| TASK GOAL |
Transcribe each line of the material as it is, and drop any picture.

#### DATA ####

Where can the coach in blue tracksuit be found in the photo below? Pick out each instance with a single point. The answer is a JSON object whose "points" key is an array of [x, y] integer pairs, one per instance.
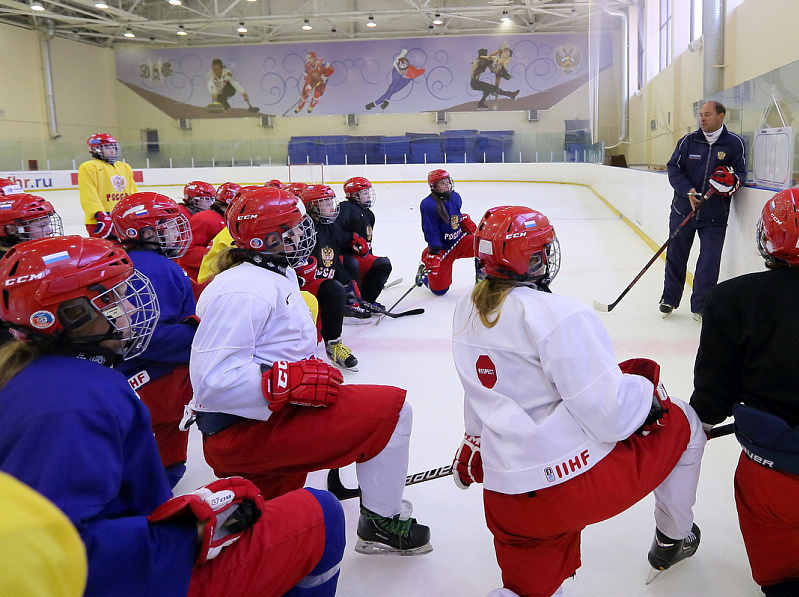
{"points": [[690, 168]]}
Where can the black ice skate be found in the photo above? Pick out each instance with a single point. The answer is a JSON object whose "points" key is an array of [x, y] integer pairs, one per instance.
{"points": [[665, 552], [398, 535]]}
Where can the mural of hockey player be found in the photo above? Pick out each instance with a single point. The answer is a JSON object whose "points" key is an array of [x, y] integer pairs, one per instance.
{"points": [[495, 63], [222, 85], [316, 76], [404, 72]]}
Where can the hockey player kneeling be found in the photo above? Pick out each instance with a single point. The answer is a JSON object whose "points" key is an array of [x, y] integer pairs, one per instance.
{"points": [[623, 436]]}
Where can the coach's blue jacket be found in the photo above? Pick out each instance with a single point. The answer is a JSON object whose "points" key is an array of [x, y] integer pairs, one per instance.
{"points": [[691, 165]]}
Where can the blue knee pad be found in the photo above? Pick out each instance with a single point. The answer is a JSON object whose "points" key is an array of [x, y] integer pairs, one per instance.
{"points": [[323, 579]]}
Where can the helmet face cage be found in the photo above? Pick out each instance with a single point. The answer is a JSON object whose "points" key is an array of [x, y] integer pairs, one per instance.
{"points": [[299, 241], [41, 227], [174, 236], [131, 307]]}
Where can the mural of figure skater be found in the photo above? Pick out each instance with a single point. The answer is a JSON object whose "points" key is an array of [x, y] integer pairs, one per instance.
{"points": [[495, 63], [223, 85], [402, 74], [316, 76]]}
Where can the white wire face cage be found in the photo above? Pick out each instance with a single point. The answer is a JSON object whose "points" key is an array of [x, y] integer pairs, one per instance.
{"points": [[174, 236], [327, 209], [299, 242], [131, 307], [366, 197], [43, 227], [108, 152]]}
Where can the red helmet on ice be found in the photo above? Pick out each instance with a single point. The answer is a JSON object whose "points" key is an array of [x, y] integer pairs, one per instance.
{"points": [[9, 187], [360, 190], [56, 286], [440, 182], [227, 191], [269, 220], [104, 147], [778, 229], [152, 219], [517, 243], [320, 203], [27, 217], [198, 195], [296, 188]]}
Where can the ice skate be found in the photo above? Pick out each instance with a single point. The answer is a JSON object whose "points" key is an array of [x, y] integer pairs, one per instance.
{"points": [[665, 309], [421, 275], [341, 355], [666, 552], [355, 314], [397, 535]]}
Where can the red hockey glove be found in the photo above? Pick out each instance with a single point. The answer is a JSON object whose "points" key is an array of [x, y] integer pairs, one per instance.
{"points": [[467, 468], [104, 226], [724, 181], [305, 383], [467, 224], [228, 507], [432, 262], [359, 245], [661, 403], [306, 272]]}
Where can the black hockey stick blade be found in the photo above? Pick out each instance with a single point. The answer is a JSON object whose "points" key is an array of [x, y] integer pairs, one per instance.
{"points": [[606, 308]]}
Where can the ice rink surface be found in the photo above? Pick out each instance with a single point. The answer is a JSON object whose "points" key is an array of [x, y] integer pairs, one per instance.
{"points": [[600, 256]]}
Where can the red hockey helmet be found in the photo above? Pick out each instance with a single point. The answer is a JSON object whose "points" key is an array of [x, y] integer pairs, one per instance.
{"points": [[9, 187], [27, 217], [360, 190], [271, 221], [56, 286], [320, 202], [151, 218], [296, 188], [198, 195], [517, 243], [104, 147], [778, 229], [227, 191], [440, 182]]}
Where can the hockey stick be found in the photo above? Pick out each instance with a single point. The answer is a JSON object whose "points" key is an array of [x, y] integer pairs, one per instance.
{"points": [[337, 488], [606, 308], [419, 278]]}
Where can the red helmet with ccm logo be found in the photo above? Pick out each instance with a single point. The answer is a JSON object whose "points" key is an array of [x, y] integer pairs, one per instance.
{"points": [[269, 220], [52, 286], [517, 243]]}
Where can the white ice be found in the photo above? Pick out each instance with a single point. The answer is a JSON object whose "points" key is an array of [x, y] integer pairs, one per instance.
{"points": [[600, 256]]}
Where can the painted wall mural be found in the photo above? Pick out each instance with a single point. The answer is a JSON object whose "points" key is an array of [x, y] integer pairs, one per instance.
{"points": [[453, 74]]}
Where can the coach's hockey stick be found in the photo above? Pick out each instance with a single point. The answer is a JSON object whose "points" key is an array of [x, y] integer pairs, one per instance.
{"points": [[337, 488], [606, 308]]}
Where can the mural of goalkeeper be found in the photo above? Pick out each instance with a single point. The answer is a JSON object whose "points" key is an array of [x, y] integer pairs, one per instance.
{"points": [[316, 76], [402, 74], [496, 63]]}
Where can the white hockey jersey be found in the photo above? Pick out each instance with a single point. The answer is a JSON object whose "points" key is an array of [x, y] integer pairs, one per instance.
{"points": [[543, 389], [248, 316]]}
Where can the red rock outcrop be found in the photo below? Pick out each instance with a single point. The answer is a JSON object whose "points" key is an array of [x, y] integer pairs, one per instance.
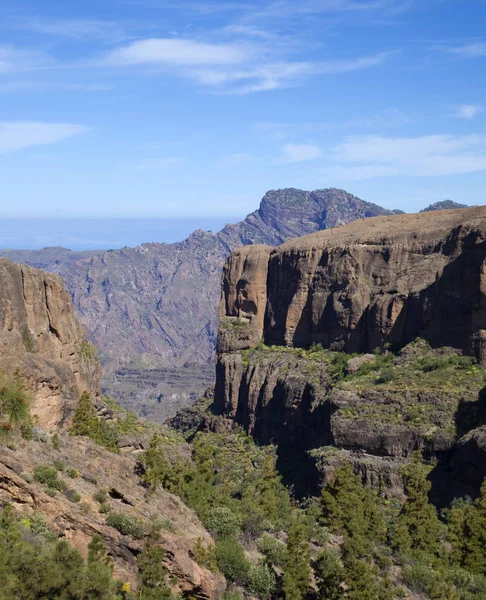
{"points": [[42, 341], [371, 282]]}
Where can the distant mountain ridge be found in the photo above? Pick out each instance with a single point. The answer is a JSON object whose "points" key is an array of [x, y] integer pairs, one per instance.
{"points": [[155, 306]]}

####

| WORKED ANSWER |
Where can the coach in blue tracksuit be found in the photo below? Pick out each instance with a single point. The answer is a JSON object whose "points" key is an array of [x, y] integer pairs, one per instance.
{"points": [[690, 168]]}
Where can the black ice skate be found in the photo above? Pick out each instance with a single point. The answer is a JSON object whose "points" key is an array of [x, y] integer pairs, one per instance.
{"points": [[665, 552], [398, 535]]}
Where can the mural of hockey player be found in the photo above? Pick out each instance with a single point. The answer is a JSON object whose "points" key is an array of [x, y] integer pairs, one per instance.
{"points": [[495, 63], [222, 85], [316, 76], [404, 72]]}
Where can the hockey player kneeling be found in the photo above? Pick out each instance with a single point. The answer is a JSON object whose "points" key is an array of [x, y] integer pairs, one per instance.
{"points": [[623, 436]]}
Where can the coach's blue jacket be found in the photo above? Pick out each instance with a single point. The answer is a JSON object whose "points" key is an array of [x, y] integer pairs, one per instance.
{"points": [[691, 165]]}
Where can the blue knee pad be found in the photo above? Pick out each instance with a single point. The answer is a JSON object whose "points" key is an array of [x, y] integer pairs, one per instance.
{"points": [[323, 579]]}
Where can the helmet face cage be found in the photo above? Pick out each instance with a single point. The answer is a JSON object whose "points" key is an array of [x, y] integer pairs, one per instance.
{"points": [[299, 241], [41, 227], [174, 236], [131, 307]]}
Where can the mural of figure skater be found in the photo above? Pick out each instance with a single point. The answer is a JSON object whose "points" key is an array of [x, y] integer pairs, one per instance.
{"points": [[495, 63], [223, 85], [402, 74], [316, 76]]}
Where can the white wire face cage be found in the photo above? Pick out each instance with a single point. The answer is a JSON object whose "points" key is an array of [x, y] integer pairs, one per instance.
{"points": [[174, 236], [327, 209], [299, 242], [131, 307], [366, 197], [43, 227], [108, 152]]}
Where can the red helmet on ice be found in the photo above? Pick out each instance with a single point. The answer is a JSON object whose "points" key is an array of [x, y] integer pairs, one per instance.
{"points": [[9, 187], [360, 190], [56, 286], [440, 182], [227, 191], [269, 220], [104, 147], [778, 229], [152, 219], [517, 243], [320, 203], [27, 217], [198, 195], [296, 188]]}
Where can the ice skate be found in the photo above? Pick out each instance with a single point. The answer is a JSON object whose "points" key is an array of [x, y] integer pairs, one per instance.
{"points": [[665, 309], [421, 275], [341, 355], [666, 552], [355, 314], [397, 535]]}
Where can the red hockey glove be found in the photo above? Pick out each instance with a single point. The answer is a JSON object whose "points" key is an array of [x, y] integer pairs, one per instance.
{"points": [[467, 468], [104, 226], [724, 181], [305, 383], [467, 224], [228, 507], [432, 262], [359, 245], [661, 403], [306, 272]]}
Where can the black hockey stick blade be found in the photo above? Pick out each instance with a single point. The answer is a JSON object whose "points" key is an array of [x, y] integer pairs, one per instance.
{"points": [[606, 308]]}
Where can the ice rink surface be found in the photo above? Pick out each instance with a single point. The answer is a JSON object whose "points" key is an array of [x, y] integer pairs, one per instance.
{"points": [[600, 256]]}
Where can the red hockey helmet be found in the photo above? Pick out each instance with a single point. The answer is a JSON object whose "points" key is an array of [x, y] integer pairs, one per instance.
{"points": [[9, 187], [27, 217], [360, 190], [271, 221], [56, 286], [320, 202], [151, 218], [296, 188], [198, 195], [517, 243], [104, 147], [778, 229], [227, 191], [440, 182]]}
Where can the hockey stick be found in the photo above? Pick out each instance with a single point. The answer is a JSON object whose "points" key is an array of [x, y] integer pairs, one per instance.
{"points": [[337, 488], [606, 308], [419, 278]]}
Where can the red helmet with ccm logo be found in the photo above? Pick out each instance with a single point. The answer is a JSON object whose "points" key is an array of [x, y] integer pairs, one per instance.
{"points": [[269, 220], [52, 286], [517, 243]]}
Where can the white ice be found in the photo above? Pick out each instance with a single point. The answer is a JSON object whose "points" key is an array of [x, y] integer pairs, one per instance.
{"points": [[600, 256]]}
Where can the painted wall mural be found in the photo above? Pick out each instance with a single point. The answer is a JSON object whose "points" key is an array of [x, y] integer pairs, one per instance.
{"points": [[453, 74]]}
Where can the coach's hockey stick be found in the photo above? Pick out each instance with a single point. The answer is a JSON object whose "points" key is an array of [x, y] integer pairs, one per instance.
{"points": [[337, 488], [606, 308]]}
Where can the mural of goalkeeper be found in the photo above? Pick out each instance with a single point. The answer is a JSON object whose "points" key is an array of [x, y] integer pairs, one per instance.
{"points": [[316, 76], [402, 74], [496, 63]]}
Where can the white hockey jersey be found in the photo above? Pick out each instance with a single point. The answer is a JSON object whose "points" key is an array of [x, y] integer pairs, one per instance.
{"points": [[543, 389], [248, 316]]}
Where can the red rock outcrop be found in the photo below? Pick out each instance with a single point. The answer is a JSON object whose "points" key is an array of [x, y] integer pairs, one per instance.
{"points": [[42, 341], [371, 282]]}
Where can the distant mountain ridge be found in the photo above? Pick out each instance with a single point. The answer is a JSON object whose "points" key is an array of [x, y] integer pairs, one per instance.
{"points": [[155, 306]]}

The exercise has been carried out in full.